[Exercise brief]
Copy exactly the last part of the entries, starting from the line with "Can you see the white" and including the final line.

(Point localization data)
+ + + + + + +

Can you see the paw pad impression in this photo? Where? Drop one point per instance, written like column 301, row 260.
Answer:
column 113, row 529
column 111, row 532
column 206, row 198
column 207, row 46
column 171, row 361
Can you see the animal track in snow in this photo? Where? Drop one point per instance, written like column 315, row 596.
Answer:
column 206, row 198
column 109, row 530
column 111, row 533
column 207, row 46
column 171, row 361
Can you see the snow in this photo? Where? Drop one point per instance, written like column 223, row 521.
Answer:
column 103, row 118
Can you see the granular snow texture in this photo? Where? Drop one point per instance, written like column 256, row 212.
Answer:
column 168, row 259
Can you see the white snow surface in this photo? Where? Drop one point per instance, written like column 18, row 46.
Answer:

+ + + + + + +

[Answer space]
Can you see the white snow surface in this photo? Where? Drop one point per instance, written like column 18, row 46.
Answer:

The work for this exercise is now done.